Aim:
From the listing below, keep only the lines that contain the word "white" and copy each one out in full.

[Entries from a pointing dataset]

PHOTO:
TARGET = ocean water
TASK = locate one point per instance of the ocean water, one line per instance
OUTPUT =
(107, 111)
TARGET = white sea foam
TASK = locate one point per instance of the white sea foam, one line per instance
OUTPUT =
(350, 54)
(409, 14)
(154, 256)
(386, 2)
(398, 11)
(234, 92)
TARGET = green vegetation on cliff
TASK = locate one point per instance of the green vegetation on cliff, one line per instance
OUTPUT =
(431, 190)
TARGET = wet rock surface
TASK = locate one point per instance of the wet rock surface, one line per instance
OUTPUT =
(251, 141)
* * *
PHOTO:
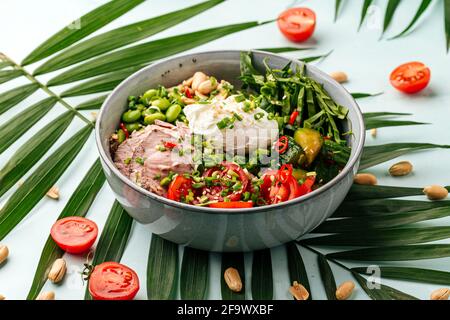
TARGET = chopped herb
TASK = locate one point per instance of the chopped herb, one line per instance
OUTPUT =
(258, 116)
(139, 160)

Exercise solution:
TARGET = white sea foam
TASK = locate one point per instance of the white sea foam, one line per instance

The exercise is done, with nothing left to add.